◆ DIRECTIVE
List every line in the entries below that contains the word "fingers".

◆ TASK INPUT
▽
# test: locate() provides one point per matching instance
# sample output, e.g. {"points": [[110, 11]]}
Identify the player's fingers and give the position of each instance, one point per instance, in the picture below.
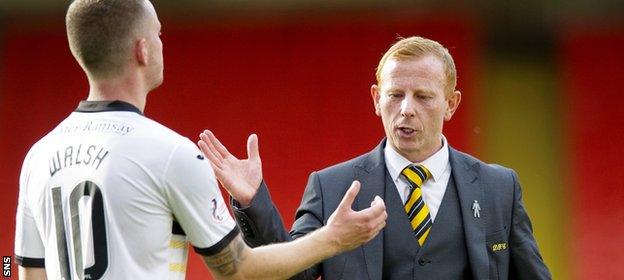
{"points": [[204, 137], [349, 197], [217, 144], [212, 158], [252, 147]]}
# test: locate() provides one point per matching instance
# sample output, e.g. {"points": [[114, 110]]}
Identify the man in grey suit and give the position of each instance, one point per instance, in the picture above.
{"points": [[450, 216]]}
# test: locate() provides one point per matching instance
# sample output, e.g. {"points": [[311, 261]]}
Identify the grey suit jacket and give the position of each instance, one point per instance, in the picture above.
{"points": [[500, 241]]}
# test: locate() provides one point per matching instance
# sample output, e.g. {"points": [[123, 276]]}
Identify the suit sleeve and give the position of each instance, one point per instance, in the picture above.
{"points": [[525, 259], [262, 224]]}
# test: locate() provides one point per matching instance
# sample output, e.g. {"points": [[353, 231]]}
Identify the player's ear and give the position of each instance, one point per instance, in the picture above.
{"points": [[375, 94], [452, 102], [141, 52]]}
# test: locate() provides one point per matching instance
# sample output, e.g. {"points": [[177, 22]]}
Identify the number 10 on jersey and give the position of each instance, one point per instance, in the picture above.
{"points": [[69, 243]]}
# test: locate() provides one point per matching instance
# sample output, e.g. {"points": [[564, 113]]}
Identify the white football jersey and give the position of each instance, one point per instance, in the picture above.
{"points": [[111, 194]]}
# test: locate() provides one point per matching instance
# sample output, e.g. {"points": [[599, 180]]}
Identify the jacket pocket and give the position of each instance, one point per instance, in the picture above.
{"points": [[498, 253]]}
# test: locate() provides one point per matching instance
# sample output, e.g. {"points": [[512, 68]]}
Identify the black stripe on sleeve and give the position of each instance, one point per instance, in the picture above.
{"points": [[29, 262], [177, 229], [214, 249]]}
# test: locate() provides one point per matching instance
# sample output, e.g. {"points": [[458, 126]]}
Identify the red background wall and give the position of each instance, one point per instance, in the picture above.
{"points": [[302, 86], [593, 80]]}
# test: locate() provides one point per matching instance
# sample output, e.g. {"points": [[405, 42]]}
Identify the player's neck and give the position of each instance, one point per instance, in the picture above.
{"points": [[127, 89]]}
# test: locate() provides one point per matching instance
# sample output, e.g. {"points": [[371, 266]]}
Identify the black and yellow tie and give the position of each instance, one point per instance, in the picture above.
{"points": [[415, 206]]}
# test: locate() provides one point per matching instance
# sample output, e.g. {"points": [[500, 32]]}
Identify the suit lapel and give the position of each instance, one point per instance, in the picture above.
{"points": [[469, 189], [371, 174]]}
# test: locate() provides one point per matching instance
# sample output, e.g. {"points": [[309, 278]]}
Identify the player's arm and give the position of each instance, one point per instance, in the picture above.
{"points": [[29, 249], [32, 273], [346, 229]]}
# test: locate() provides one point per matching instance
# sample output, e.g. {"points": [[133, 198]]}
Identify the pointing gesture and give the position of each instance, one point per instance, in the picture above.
{"points": [[240, 177], [353, 228]]}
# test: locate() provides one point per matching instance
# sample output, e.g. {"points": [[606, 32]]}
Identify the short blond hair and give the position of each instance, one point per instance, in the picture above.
{"points": [[417, 47], [100, 32]]}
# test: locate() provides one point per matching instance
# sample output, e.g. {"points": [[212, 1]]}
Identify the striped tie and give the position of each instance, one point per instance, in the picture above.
{"points": [[415, 206]]}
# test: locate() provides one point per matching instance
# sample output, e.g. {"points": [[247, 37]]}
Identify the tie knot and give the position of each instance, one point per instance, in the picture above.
{"points": [[416, 174]]}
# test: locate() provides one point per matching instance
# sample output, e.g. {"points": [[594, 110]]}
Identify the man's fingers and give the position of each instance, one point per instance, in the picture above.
{"points": [[349, 197], [217, 144], [210, 148], [252, 147], [214, 160], [377, 209]]}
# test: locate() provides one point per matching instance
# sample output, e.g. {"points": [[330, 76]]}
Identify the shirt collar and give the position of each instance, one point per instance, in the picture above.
{"points": [[436, 163], [86, 106]]}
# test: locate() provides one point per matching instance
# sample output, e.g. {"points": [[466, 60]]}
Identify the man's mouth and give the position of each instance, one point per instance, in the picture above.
{"points": [[406, 131]]}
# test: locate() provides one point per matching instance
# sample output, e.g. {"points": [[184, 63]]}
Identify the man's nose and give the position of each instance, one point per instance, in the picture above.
{"points": [[408, 107]]}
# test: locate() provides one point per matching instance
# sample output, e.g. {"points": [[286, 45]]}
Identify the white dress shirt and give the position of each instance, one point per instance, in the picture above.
{"points": [[434, 188]]}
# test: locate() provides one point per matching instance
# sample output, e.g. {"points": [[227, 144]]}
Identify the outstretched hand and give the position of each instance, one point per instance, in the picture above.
{"points": [[353, 228], [240, 177]]}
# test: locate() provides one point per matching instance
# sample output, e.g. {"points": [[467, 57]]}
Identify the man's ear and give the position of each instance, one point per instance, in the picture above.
{"points": [[141, 52], [375, 94], [453, 103]]}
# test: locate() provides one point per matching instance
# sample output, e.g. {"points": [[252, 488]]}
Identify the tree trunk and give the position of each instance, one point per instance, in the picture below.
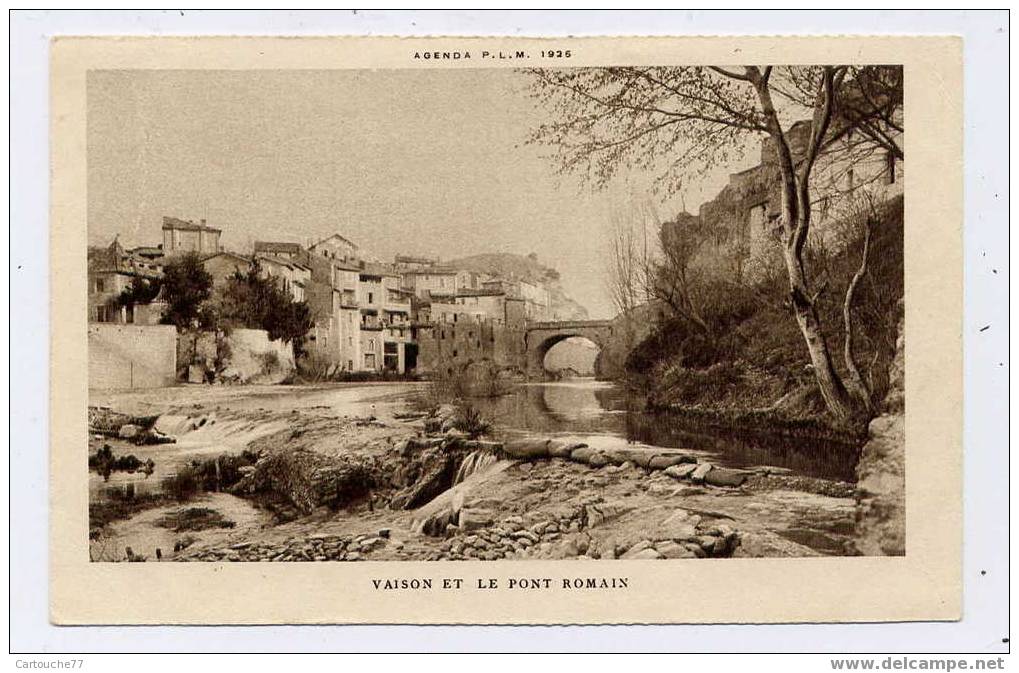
{"points": [[855, 379], [837, 398]]}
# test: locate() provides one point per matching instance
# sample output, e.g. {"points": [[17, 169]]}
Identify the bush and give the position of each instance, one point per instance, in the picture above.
{"points": [[181, 486]]}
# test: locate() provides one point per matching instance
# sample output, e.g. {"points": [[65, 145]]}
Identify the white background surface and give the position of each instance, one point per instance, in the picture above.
{"points": [[986, 282]]}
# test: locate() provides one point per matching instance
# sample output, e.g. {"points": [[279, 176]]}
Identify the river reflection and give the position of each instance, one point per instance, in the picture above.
{"points": [[588, 407]]}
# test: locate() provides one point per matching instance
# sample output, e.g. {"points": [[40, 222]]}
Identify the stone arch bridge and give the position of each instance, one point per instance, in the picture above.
{"points": [[539, 338]]}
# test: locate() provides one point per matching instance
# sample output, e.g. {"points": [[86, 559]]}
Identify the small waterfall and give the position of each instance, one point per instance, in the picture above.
{"points": [[476, 461]]}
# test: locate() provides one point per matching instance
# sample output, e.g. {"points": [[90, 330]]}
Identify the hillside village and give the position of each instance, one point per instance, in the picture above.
{"points": [[368, 315]]}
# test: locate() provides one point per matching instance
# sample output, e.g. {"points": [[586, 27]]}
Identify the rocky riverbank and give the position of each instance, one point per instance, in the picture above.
{"points": [[410, 485]]}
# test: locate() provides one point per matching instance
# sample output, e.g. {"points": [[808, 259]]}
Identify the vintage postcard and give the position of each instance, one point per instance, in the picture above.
{"points": [[505, 330]]}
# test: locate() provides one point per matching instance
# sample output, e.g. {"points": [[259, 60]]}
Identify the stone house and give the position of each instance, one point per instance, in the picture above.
{"points": [[180, 236]]}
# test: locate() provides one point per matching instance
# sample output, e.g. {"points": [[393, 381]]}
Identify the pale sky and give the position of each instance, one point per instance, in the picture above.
{"points": [[399, 161]]}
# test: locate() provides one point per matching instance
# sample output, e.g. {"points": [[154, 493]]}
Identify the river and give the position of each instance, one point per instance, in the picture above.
{"points": [[600, 413], [597, 413]]}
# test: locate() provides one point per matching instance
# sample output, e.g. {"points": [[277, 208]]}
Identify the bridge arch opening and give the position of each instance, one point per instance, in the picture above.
{"points": [[570, 357]]}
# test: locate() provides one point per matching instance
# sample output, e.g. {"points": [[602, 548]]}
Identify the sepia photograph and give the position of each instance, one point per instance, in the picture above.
{"points": [[508, 331], [540, 312]]}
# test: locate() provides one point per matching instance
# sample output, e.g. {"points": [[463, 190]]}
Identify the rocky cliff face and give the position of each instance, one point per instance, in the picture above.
{"points": [[526, 268], [880, 509]]}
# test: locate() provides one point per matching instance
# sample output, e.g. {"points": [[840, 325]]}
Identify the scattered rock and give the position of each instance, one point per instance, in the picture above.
{"points": [[698, 475], [473, 519], [128, 431], [672, 550], [661, 462], [721, 476], [681, 471], [527, 449]]}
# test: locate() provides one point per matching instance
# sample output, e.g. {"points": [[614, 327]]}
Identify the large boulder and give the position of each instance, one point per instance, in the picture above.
{"points": [[473, 519], [663, 461], [698, 475], [720, 476], [308, 479], [128, 431], [527, 449]]}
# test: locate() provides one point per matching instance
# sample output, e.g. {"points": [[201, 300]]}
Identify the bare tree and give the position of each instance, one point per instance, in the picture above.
{"points": [[675, 120], [672, 277]]}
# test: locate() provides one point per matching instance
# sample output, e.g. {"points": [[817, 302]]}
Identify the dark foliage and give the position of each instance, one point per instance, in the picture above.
{"points": [[253, 300]]}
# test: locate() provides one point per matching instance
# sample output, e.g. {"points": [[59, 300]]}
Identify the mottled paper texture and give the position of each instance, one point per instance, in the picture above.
{"points": [[922, 583]]}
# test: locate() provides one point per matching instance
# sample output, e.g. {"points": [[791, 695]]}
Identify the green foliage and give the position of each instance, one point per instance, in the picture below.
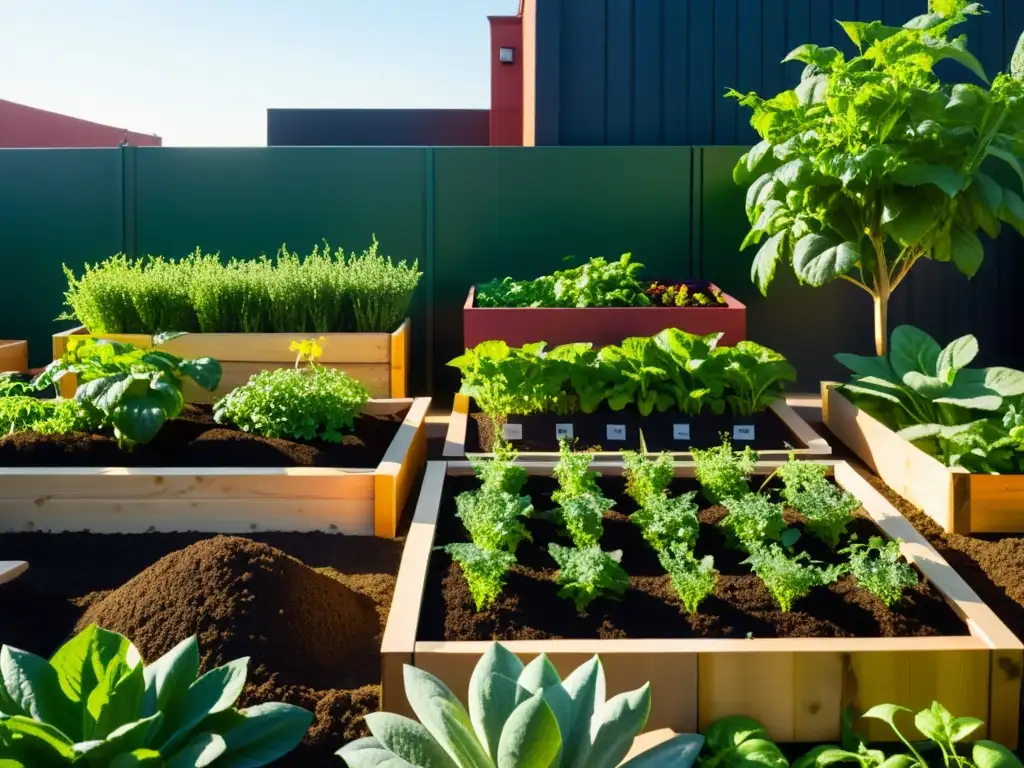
{"points": [[326, 292], [872, 163], [302, 403], [598, 283], [588, 573], [484, 570], [724, 473], [693, 580], [753, 520], [646, 478], [963, 416], [788, 579], [827, 509], [129, 390], [521, 716], [881, 569], [671, 371], [94, 705], [669, 521]]}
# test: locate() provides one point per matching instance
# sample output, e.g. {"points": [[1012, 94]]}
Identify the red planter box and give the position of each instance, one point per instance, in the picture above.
{"points": [[600, 326]]}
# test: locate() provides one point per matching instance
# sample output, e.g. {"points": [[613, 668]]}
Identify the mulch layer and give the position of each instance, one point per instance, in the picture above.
{"points": [[310, 620], [741, 606], [195, 439]]}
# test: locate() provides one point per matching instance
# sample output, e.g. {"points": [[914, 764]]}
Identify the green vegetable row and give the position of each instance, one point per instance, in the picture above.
{"points": [[673, 371], [327, 291]]}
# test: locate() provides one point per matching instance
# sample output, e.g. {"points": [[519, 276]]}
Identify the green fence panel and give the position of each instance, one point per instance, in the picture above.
{"points": [[56, 206], [519, 212]]}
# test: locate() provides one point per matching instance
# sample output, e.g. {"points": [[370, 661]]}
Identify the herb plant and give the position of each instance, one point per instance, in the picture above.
{"points": [[669, 521], [95, 704], [881, 569], [693, 580], [484, 570], [788, 578], [724, 473], [588, 573], [129, 390], [872, 163], [645, 477], [753, 520], [303, 403]]}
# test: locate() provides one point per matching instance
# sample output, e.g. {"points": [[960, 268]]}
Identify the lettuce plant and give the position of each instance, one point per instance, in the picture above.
{"points": [[588, 573], [871, 164], [94, 705], [522, 716]]}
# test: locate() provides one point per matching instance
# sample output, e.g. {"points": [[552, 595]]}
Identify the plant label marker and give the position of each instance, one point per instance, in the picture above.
{"points": [[512, 431], [742, 431], [615, 432], [680, 431]]}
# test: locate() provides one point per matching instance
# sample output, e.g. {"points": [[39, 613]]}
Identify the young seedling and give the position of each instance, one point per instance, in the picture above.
{"points": [[669, 521], [588, 573], [693, 580], [724, 473], [886, 574]]}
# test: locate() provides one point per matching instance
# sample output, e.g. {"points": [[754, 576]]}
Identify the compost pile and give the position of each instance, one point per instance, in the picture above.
{"points": [[243, 598]]}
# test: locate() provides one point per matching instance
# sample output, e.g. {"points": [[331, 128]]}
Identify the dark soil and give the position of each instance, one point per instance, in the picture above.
{"points": [[196, 440], [310, 620], [591, 431], [530, 608]]}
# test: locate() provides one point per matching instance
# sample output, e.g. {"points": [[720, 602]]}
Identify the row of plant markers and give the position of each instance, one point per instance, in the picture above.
{"points": [[494, 515]]}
△
◆ RESPONSE
Identify the player's fingers and give the position of each instance, one point per instance, in the picture below.
Identify the man's fingers and give the position of each instance, one point per instance, in the picture above.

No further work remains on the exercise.